Penerapan sistem kapitalisme sekular ini pula, yang menjadikan hilangnya peran orang tua dalam mendidik anak-anak mereka terkait perkara aqidah. Tak hanya itu, kehidupan masyarakat pun semakin jauh dari syariat Islam karena menjadikan kebebasan sebagai aturan hidup.


Sekularisme pun menjauhkan pendidikan dari agama, agama hanya sebatas formalitas belaka. Tidak tuntunan strategis yang dapat dipahami oleh anak didik terkait agama untuk dipahami dan diamalkan dalam kehidupan sehari-hari. Pendidikan dalam sekularisme hanya mengejar nilai akademik, namun nihil dalam pembentukan akhlak mulia yang berkepribadian Islam.

Tugas Diberikan 1> Menurut kutipan teks, apa satu-satunya yang dikejar pendidikan dalam sekularisme?
Tugas Diberikan 2> Ganti "agama" dengan "keyakinan" di kutipan teks, mulai dari kata "Penerapan sistem kapitalisme" dan berhenti setelah "yang berkepribadian Islam.", lalu tulis ulang bagian itu.

Daftar Data>
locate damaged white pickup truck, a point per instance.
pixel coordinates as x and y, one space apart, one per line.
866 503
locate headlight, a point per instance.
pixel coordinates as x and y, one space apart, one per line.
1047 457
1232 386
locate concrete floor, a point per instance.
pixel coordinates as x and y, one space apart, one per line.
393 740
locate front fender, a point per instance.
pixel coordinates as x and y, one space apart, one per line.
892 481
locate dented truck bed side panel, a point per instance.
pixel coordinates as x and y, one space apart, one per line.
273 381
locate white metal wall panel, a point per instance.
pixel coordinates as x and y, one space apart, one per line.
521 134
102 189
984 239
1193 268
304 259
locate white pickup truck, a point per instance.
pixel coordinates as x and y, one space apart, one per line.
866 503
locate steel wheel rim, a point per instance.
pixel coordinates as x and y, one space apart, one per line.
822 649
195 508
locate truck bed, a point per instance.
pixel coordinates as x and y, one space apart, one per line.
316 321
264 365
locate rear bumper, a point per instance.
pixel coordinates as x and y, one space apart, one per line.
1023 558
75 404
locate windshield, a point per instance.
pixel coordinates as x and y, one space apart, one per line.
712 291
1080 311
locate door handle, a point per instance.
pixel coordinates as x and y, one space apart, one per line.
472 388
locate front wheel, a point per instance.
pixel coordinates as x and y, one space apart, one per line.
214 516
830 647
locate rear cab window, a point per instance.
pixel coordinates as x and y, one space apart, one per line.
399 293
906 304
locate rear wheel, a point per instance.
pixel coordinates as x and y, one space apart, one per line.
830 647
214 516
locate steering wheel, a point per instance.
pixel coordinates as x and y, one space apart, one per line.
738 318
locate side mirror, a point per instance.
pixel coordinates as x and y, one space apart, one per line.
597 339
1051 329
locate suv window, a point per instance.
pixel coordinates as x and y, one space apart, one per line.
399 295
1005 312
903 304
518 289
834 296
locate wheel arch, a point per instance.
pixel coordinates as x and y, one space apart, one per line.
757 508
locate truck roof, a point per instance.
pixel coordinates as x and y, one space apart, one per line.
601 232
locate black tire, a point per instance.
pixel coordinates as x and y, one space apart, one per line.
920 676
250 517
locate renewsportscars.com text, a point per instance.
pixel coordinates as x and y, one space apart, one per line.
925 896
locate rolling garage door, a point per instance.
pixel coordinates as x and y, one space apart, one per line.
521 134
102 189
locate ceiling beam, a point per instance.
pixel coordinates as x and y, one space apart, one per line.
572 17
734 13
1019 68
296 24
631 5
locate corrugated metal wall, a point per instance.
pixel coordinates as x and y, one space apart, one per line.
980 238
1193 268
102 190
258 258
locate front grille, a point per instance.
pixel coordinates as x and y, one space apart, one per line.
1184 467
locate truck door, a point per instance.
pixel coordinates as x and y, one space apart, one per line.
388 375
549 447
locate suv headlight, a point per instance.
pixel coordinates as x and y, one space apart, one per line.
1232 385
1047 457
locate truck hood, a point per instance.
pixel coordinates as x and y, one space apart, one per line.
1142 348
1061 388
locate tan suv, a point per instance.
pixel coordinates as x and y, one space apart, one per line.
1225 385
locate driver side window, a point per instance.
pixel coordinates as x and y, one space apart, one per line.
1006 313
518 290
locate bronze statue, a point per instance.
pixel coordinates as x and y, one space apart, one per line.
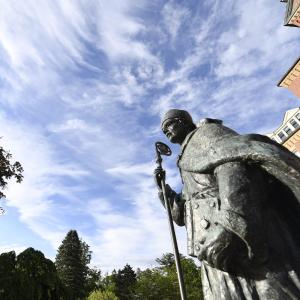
240 206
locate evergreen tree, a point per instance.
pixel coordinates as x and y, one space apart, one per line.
8 278
29 276
72 265
125 280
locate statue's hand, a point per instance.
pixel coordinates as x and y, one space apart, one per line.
159 175
223 250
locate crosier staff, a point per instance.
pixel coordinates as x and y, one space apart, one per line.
163 149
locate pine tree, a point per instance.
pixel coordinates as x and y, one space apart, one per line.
125 281
71 266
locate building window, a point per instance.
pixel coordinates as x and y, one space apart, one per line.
282 136
294 123
288 130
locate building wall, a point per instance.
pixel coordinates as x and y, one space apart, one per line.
288 133
293 143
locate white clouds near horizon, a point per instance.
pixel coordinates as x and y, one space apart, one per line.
83 86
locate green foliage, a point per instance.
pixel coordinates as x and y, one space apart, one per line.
71 265
8 278
92 280
102 295
29 276
161 283
124 281
8 170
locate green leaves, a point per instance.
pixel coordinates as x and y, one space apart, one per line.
8 170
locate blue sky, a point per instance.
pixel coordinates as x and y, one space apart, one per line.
83 85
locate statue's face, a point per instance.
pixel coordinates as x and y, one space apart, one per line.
175 130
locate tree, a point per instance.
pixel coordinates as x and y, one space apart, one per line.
161 283
38 278
72 261
8 278
102 295
29 276
8 170
92 280
125 280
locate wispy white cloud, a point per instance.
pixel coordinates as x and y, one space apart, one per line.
82 88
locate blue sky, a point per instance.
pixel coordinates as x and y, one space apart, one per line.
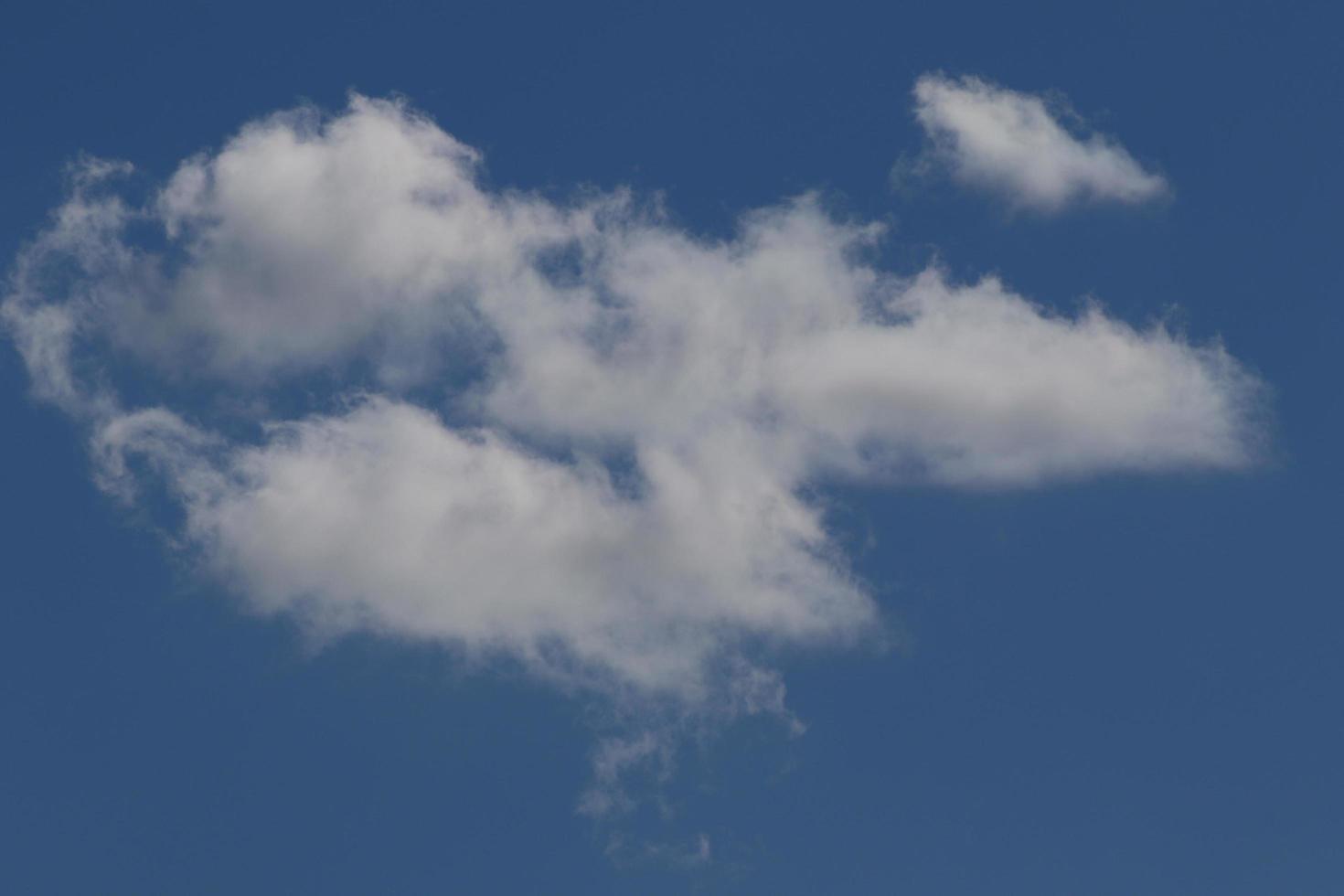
952 586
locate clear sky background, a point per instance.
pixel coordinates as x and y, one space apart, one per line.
1128 684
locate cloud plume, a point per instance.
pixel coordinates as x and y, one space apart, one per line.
572 434
1009 144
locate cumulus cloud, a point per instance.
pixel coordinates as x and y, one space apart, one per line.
571 434
1011 144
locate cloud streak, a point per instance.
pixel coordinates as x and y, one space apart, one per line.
1009 144
571 434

Jawaban 1> Nilai akademik.

Jawaban 2>
Penerapan sistem kapitalisme sekular ini pula, yang menjadikan hilangnya peran orang tua dalam mendidik anak-anak mereka terkait perkara aqidah. Tak hanya itu, kehidupan masyarakat pun semakin jauh dari syariat Islam karena menjadikan kebebasan sebagai aturan hidup.


Sekularisme pun menjauhkan pendidikan dari keyakinan, keyakinan hanya sebatas formalitas belaka. Tidak tuntunan strategis yang dapat dipahami oleh anak didik terkait keyakinan untuk dipahami dan diamalkan dalam kehidupan sehari-hari. Pendidikan dalam sekularisme hanya mengejar nilai akademik, namun nihil dalam pembentukan akhlak mulia yang berkepribadian Islam.